**Location labeling rows**
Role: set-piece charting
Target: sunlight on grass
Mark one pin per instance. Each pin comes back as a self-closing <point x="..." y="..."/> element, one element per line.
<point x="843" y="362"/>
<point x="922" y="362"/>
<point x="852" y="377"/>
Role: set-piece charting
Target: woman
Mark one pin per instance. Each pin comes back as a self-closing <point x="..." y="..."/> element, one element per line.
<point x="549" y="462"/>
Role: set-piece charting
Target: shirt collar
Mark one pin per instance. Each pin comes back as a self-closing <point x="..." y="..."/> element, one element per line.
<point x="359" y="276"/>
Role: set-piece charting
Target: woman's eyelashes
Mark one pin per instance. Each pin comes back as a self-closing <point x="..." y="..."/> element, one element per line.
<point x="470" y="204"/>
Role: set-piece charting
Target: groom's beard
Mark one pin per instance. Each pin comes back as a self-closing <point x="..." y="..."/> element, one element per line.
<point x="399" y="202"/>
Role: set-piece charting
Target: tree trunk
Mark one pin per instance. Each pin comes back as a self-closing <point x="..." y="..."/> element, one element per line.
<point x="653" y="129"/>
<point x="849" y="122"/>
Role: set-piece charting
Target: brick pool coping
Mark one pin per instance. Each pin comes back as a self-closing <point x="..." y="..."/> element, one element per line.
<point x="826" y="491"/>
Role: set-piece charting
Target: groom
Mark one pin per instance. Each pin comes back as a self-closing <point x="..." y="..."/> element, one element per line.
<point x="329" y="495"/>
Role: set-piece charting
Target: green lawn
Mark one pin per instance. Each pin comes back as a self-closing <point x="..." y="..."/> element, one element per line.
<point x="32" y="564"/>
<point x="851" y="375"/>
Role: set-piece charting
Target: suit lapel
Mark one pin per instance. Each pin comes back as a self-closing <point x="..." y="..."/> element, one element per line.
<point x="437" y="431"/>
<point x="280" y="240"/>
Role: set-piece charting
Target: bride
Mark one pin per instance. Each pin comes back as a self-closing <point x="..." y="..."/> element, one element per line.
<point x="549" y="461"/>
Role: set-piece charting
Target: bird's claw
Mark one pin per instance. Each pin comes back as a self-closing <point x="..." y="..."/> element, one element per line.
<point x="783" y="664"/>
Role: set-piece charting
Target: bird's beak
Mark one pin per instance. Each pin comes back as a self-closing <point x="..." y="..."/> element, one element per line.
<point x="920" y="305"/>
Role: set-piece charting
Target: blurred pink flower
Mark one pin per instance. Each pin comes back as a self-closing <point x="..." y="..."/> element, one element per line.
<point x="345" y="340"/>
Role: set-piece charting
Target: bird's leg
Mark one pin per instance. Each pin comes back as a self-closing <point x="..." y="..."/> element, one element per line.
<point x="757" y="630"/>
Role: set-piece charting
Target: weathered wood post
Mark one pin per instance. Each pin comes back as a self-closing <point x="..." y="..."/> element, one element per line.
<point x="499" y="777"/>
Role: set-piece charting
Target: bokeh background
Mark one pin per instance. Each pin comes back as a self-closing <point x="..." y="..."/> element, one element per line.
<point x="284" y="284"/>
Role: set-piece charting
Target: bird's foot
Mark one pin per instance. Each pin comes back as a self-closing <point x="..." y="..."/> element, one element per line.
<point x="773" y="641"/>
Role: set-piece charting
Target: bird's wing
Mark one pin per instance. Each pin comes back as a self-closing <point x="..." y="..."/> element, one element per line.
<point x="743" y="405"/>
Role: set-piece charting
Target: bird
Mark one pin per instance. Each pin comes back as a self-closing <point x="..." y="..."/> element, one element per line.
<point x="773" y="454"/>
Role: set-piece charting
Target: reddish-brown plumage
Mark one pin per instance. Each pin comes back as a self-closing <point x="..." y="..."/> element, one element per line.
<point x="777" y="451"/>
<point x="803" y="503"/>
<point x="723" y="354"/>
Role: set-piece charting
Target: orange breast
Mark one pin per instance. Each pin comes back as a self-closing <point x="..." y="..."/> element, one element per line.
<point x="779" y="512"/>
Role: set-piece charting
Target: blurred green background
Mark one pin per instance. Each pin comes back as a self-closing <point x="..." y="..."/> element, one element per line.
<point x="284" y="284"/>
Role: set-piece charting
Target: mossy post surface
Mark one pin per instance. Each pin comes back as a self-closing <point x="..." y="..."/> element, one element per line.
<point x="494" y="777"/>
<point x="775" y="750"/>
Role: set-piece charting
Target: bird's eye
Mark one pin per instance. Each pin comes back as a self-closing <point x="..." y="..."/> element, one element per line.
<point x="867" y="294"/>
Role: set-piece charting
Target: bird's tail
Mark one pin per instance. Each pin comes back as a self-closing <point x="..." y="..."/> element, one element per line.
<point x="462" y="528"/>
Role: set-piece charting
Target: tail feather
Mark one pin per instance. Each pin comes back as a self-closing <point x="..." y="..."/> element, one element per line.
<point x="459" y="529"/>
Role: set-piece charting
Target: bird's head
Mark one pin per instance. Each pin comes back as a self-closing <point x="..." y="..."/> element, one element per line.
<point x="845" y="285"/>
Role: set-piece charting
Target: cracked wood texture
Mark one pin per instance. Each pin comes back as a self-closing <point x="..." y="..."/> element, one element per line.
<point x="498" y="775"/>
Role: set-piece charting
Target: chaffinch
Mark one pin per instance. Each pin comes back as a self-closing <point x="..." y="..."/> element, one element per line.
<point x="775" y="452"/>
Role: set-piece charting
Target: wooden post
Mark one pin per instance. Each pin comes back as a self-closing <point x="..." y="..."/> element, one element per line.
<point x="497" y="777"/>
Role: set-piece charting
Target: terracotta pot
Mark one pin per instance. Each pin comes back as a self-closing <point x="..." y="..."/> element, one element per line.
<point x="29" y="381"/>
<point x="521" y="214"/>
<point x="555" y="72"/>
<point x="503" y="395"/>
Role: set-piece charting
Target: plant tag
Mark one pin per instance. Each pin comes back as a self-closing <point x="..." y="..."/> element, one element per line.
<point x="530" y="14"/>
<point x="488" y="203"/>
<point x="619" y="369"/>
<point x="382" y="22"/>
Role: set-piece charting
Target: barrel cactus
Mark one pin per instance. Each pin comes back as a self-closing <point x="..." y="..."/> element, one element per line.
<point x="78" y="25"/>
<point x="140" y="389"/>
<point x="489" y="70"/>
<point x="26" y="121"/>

==

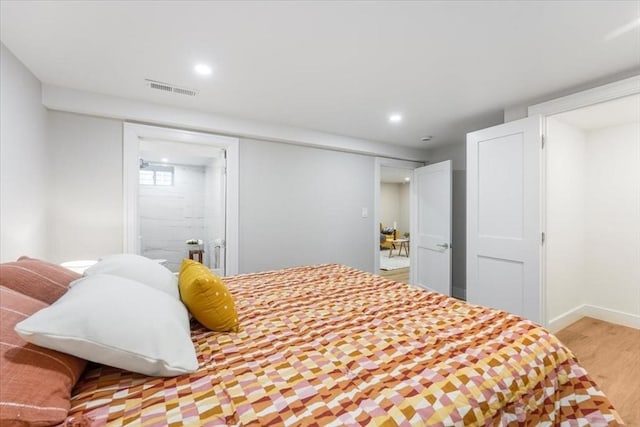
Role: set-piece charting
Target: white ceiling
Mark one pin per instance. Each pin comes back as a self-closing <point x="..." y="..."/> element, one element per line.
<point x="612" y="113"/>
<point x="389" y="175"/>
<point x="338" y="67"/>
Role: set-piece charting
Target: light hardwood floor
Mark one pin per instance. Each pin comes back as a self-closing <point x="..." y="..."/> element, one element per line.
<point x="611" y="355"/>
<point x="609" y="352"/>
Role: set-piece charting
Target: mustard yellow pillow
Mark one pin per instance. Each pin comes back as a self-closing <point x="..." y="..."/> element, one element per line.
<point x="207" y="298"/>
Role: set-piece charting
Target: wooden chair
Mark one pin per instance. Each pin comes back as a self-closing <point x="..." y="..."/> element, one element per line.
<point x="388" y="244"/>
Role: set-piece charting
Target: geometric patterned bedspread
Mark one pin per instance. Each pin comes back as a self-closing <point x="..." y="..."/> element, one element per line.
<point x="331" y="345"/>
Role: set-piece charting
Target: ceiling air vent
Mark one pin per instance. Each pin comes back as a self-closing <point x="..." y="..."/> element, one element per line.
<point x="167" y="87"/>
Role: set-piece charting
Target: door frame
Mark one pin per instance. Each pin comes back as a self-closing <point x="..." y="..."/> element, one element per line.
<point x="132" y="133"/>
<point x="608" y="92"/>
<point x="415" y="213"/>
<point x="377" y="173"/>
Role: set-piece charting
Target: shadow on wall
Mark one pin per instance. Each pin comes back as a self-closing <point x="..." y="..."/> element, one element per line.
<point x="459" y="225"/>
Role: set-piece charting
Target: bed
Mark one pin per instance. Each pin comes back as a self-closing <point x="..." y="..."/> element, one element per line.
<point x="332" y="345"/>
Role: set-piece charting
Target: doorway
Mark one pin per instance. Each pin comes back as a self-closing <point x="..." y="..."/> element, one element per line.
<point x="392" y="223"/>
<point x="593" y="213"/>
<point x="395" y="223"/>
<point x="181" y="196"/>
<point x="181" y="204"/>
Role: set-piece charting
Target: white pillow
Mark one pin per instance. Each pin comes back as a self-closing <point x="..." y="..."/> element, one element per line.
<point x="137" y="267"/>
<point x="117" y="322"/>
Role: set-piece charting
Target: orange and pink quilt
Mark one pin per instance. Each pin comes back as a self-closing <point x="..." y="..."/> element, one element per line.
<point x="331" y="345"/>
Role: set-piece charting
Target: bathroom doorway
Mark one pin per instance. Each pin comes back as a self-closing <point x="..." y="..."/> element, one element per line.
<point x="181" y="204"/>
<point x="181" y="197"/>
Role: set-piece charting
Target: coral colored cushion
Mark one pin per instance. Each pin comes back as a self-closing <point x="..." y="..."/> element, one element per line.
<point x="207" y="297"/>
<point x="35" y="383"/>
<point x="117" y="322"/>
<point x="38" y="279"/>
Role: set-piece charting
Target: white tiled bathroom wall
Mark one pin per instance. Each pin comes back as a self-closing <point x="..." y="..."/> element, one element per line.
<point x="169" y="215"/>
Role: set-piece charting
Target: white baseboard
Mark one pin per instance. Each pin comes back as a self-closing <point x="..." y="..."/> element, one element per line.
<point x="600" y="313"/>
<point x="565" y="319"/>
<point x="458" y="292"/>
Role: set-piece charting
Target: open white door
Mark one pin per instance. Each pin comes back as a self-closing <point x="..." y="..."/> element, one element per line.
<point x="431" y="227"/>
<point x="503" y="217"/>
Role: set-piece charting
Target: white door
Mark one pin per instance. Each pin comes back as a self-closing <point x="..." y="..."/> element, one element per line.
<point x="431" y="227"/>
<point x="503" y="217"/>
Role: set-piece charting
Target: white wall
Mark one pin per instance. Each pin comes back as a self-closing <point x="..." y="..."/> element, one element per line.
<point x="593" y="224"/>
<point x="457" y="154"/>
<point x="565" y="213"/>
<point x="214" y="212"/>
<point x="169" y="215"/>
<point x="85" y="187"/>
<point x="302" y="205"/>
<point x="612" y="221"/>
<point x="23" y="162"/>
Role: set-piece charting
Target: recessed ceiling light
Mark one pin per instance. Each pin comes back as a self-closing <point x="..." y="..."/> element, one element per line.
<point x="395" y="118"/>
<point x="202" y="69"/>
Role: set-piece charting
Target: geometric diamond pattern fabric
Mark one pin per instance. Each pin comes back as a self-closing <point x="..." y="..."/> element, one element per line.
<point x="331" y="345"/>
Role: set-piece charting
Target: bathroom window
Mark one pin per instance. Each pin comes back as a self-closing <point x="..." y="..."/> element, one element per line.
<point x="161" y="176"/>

**TASK REQUIREMENTS**
Which lines in the rows above contain the string "bathroom"? Report each of them in full.

**COMPLETE ANSWER**
Target: bathroom doorway
Target: white tiled bathroom wall
Target: bathroom window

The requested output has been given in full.